### Given exercise:
Render every line of the entries below as a JSON list of strings, one string per line and no blank lines. Leave the pictures out.
--- Start Data to use ---
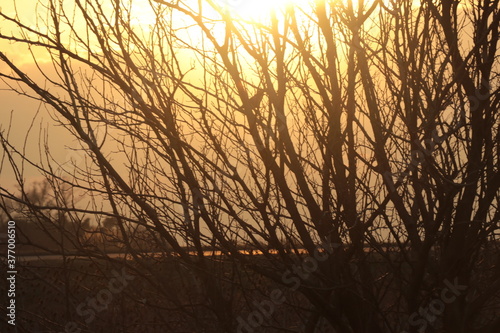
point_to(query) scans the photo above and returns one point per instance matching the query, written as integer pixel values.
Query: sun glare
(254, 10)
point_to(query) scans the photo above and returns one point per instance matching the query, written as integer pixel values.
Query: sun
(253, 10)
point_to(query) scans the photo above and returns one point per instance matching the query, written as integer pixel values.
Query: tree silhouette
(352, 146)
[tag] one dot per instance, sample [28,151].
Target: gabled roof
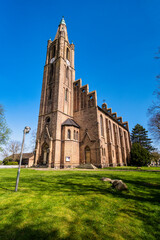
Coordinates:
[70,122]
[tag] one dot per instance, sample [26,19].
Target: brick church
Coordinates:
[72,128]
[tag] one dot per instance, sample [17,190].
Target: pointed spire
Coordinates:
[62,21]
[62,30]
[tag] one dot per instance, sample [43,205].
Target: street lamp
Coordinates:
[25,131]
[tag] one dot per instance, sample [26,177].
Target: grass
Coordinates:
[77,205]
[134,168]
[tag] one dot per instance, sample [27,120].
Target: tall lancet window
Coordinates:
[69,134]
[66,94]
[67,54]
[67,72]
[101,124]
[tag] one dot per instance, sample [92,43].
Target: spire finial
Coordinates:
[62,21]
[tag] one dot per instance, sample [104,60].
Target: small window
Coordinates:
[69,134]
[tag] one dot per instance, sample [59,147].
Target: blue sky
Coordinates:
[115,44]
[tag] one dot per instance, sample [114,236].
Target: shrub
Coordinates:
[139,155]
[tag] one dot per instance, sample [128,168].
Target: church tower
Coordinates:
[56,104]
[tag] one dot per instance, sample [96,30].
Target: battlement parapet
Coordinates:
[82,97]
[114,115]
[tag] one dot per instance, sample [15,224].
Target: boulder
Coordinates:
[106,179]
[119,185]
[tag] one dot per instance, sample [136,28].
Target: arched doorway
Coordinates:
[87,155]
[45,154]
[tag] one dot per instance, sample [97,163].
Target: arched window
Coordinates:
[104,151]
[50,94]
[77,135]
[69,134]
[74,135]
[48,119]
[67,72]
[101,124]
[110,129]
[67,54]
[54,51]
[66,94]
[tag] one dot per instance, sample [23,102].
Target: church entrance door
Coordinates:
[87,155]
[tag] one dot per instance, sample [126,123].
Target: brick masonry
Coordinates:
[98,135]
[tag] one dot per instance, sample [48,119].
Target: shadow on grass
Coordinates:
[85,184]
[90,229]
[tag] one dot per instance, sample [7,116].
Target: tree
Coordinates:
--- End Data to use ---
### Task response:
[
  "point_to(query) scans the photo above and returns one point per instance matching the query, written as integer pixel values.",
  "Query: sun glare",
  "(254, 10)",
  "point_to(query) scans the photo above and returns one point per instance matching the query, written as integer pixel values.",
  "Query: sun",
  "(253, 10)",
  "point_to(query) scans the photo above and returns one point per instance matching the query, written as integer pixel values.",
  "Query: tree silhouette",
  "(352, 146)",
  "[tag] one dot per instance, sample [28,151].",
  "Target: gabled roof",
  "Coordinates:",
  "[70,122]",
  "[tag] one dot per instance, sample [26,19].",
  "Target: brick church",
  "Coordinates:",
  "[72,128]",
  "[tag] one dot per instance, sample [17,190].",
  "Target: pointed spire",
  "Coordinates:",
  "[62,21]",
  "[62,30]",
  "[tag] one dot per instance, sample [43,205].",
  "Target: street lamp",
  "Coordinates:",
  "[25,131]",
  "[tag] one dot per instance, sample [26,177].",
  "Target: grass",
  "Coordinates:",
  "[77,205]",
  "[134,168]",
  "[tag] one dot per instance, sample [27,120].",
  "Target: tall lancet window",
  "Coordinates:",
  "[69,134]",
  "[66,94]",
  "[67,54]",
  "[67,72]",
  "[101,124]",
  "[tag] one dot per instance, sample [92,43].",
  "Target: spire finial",
  "Coordinates:",
  "[62,21]",
  "[tag] one dot per instance, sample [104,60].",
  "Target: small window",
  "Coordinates:",
  "[69,134]",
  "[tag] one dot per instance, sample [59,147].",
  "Target: blue sky",
  "Coordinates:",
  "[115,44]",
  "[tag] one dot per instance, sample [114,236].",
  "Target: shrub",
  "Coordinates:",
  "[139,155]",
  "[tag] one dot per instance, sample [128,168].",
  "Target: church tower",
  "Coordinates:",
  "[56,104]",
  "[tag] one dot per instance, sample [96,30].",
  "Target: battlement parapet",
  "Coordinates:",
  "[82,97]",
  "[114,115]",
  "[tag] one dot per instance, sample [15,224].",
  "Target: boulder",
  "Coordinates:",
  "[106,179]",
  "[119,185]",
  "[tag] one dot per instance, sample [136,28].",
  "Target: arched doorway",
  "Coordinates:",
  "[87,155]",
  "[45,154]",
  "[tag] one dot per instance, sample [97,163].",
  "Target: arched window",
  "Coordinates:",
  "[104,151]",
  "[50,94]",
  "[77,135]",
  "[69,134]",
  "[74,135]",
  "[48,119]",
  "[67,72]",
  "[101,124]",
  "[110,129]",
  "[67,54]",
  "[54,51]",
  "[66,94]",
  "[tag] one dot per instance, sample [23,102].",
  "Target: church entrance door",
  "Coordinates:",
  "[87,155]",
  "[tag] one dot per instance, sample [126,123].",
  "Target: brick masonry",
  "Coordinates:",
  "[98,135]",
  "[tag] one dot per instance, sample [48,119].",
  "Target: shadow on grass",
  "Coordinates:",
  "[85,184]",
  "[90,229]",
  "[tag] one dot per instance, sample [7,116].",
  "Target: tree",
  "Coordinates:"
]